* _Dokument_
........
Mobilität im ländlichen Raum

Der ländliche Raum ist geprägt von einer geringen Bevölkerungsdichte, einer weiten Entfernung zwischen den Orten und einem unzureichenden öffentlichen Nahverkehr.


Diese Faktoren erschweren die Mobilität der Menschen, die dort leben, und beeinträchtigen ihre Lebensqualität und ihre wirtschaftlichen Chancen. Um diesen Herausforderungen zu begegnen, sind innovative und nachhaltige Mobilitätslösungen gefragt, die den Bedürfnissen und Möglichkeiten der ländlichen Bevölkerung entsprechen

Im ländlichen Raum stehen viele Gemeinden vor großen Herausforderungen:
Der demografische Wandel, die Abwanderung junger Menschen, der Klimawandel, der Strukturwandel in der Landwirtschaft, der Mangel an öffentlichen Dienstleistungen und Infrastrukturen.
........
Gespeicherte Dateneinträge
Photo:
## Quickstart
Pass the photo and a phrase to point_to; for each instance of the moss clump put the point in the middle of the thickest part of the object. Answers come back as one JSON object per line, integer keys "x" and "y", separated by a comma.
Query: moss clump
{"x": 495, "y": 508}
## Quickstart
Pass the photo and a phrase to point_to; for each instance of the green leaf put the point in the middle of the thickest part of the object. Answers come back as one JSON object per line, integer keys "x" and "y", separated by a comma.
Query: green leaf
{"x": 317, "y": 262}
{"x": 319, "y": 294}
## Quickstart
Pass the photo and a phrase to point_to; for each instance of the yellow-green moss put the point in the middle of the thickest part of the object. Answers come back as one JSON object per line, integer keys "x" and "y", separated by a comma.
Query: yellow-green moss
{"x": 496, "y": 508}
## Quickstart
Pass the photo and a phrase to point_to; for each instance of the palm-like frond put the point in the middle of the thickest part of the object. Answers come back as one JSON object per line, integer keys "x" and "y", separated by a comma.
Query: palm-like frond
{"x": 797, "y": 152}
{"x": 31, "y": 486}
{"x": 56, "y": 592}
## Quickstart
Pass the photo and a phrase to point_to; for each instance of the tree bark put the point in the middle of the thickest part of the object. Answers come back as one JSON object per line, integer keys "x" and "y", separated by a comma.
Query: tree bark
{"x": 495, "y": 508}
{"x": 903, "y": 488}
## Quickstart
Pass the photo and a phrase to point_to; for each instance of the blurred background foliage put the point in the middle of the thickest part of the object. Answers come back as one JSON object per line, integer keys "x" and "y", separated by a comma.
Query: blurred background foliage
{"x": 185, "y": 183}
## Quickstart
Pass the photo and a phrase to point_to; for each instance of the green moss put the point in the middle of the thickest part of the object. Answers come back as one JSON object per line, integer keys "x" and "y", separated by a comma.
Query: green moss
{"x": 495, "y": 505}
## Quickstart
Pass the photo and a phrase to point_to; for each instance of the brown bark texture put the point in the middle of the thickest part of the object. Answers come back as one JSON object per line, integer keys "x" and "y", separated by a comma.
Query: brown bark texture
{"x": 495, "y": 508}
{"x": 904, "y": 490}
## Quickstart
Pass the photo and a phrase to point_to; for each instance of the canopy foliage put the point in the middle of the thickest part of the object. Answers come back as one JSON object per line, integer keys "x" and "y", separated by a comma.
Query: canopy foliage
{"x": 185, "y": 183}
........
* _Aufgabe 1_
Erklären Sie in einem bis drei Sätzen, weshalb laut dem Dokument zur Mobilität im ländlichen Raum innovative und nachhaltige Mobilitätslösungen gefragt sind.
* _Aufgabe 2_
Geben Sie aus dem Dokument zur Mobilität im ländlichen Raum den Abschnitt von „Im ländlichen Raum stehen“ bis einschließlich „Dienstleistungen und Infrastrukturen.“ wortgetreu wieder.
* _Aufgabe 3_
Beantworten Sie anhand des Dokuments zur Mobilität im ländlichen Raum die folgenden Fragen:
(a) Welche drei Merkmale prägen den ländlichen Raum?
(b) Welche Gruppe wandert aus dem ländlichen Raum ab?
(c) Welcher Wandel wird in Bezug auf die Landwirtschaft genannt?
Die Einträge stammen aus einer anderen Quelle als das Dokument.

* _Antwort 1_
Der ländliche Raum ist von geringer Bevölkerungsdichte, weiten Entfernungen zwischen den Orten und unzureichendem öffentlichem Nahverkehr geprägt. Diese Faktoren erschweren die Mobilität der dort lebenden Menschen und beeinträchtigen ihre Lebensqualität und wirtschaftlichen Chancen. Um diesen Herausforderungen zu begegnen, braucht es solche Lösungen.

* _Antwort 2_
Im ländlichen Raum stehen viele Gemeinden vor großen Herausforderungen:
Der demografische Wandel, die Abwanderung junger Menschen, der Klimawandel, der Strukturwandel in der Landwirtschaft, der Mangel an öffentlichen Dienstleistungen und Infrastrukturen.

* _Antwort 3_
(a) Eine geringe Bevölkerungsdichte, eine weite Entfernung zwischen den Orten und ein unzureichender öffentlicher Nahverkehr.
(b) Junge Menschen.
(c) Der Strukturwandel in der Landwirtschaft.